TASK DESCRIPTION: Copy every line of the entries below character for character, leaving out the pictures.

STORED ROWS:
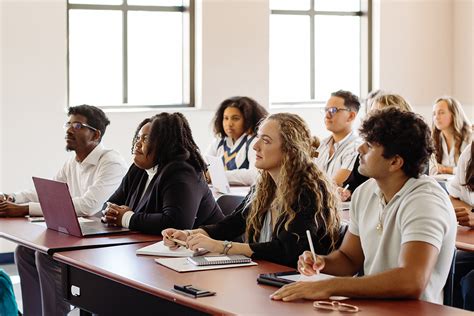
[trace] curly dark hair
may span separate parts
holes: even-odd
[[[345,90],[338,90],[336,92],[331,93],[332,97],[339,97],[344,99],[344,106],[348,109],[351,109],[354,112],[359,112],[360,109],[360,101],[359,97],[353,94],[350,91]]]
[[[412,112],[397,108],[374,111],[359,131],[367,142],[383,146],[383,157],[402,157],[402,170],[411,178],[418,178],[434,152],[430,128]]]
[[[71,115],[82,115],[87,119],[87,124],[98,129],[100,131],[99,141],[105,134],[107,126],[110,124],[109,119],[105,115],[104,111],[93,105],[78,105],[71,106],[67,112],[68,116]]]
[[[199,147],[194,142],[188,120],[179,112],[163,112],[143,120],[135,131],[132,151],[140,129],[147,123],[151,123],[148,147],[149,153],[155,155],[154,165],[164,166],[178,157],[183,157],[196,171],[207,169]]]
[[[256,134],[258,123],[264,119],[268,112],[257,101],[249,97],[232,97],[222,101],[214,116],[214,134],[218,137],[225,137],[222,121],[224,119],[224,111],[228,107],[234,107],[242,112],[244,117],[244,130],[250,131],[250,134]]]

FULL OUTPUT:
[trace] curly dark hair
may span separate parts
holes: even-odd
[[[345,90],[338,90],[336,92],[331,93],[332,97],[339,97],[344,99],[344,106],[348,109],[351,109],[354,112],[359,112],[360,109],[360,101],[359,97],[353,94],[350,91]]]
[[[412,112],[397,108],[374,111],[359,131],[367,142],[383,146],[383,157],[402,157],[402,170],[411,178],[418,178],[434,152],[430,128]]]
[[[71,115],[82,115],[87,119],[87,124],[98,129],[100,131],[99,141],[105,134],[107,126],[110,124],[109,119],[105,115],[104,111],[93,105],[78,105],[71,106],[67,112],[68,116]]]
[[[199,147],[194,142],[188,120],[179,112],[163,112],[143,120],[135,131],[132,151],[140,129],[147,123],[151,123],[148,147],[149,153],[155,155],[154,165],[164,166],[178,157],[183,157],[196,171],[207,169]]]
[[[256,134],[258,123],[264,119],[268,112],[257,101],[249,97],[232,97],[222,101],[214,116],[214,134],[218,137],[225,137],[222,121],[224,119],[224,111],[228,107],[234,107],[242,112],[244,117],[244,130],[250,131],[250,134]]]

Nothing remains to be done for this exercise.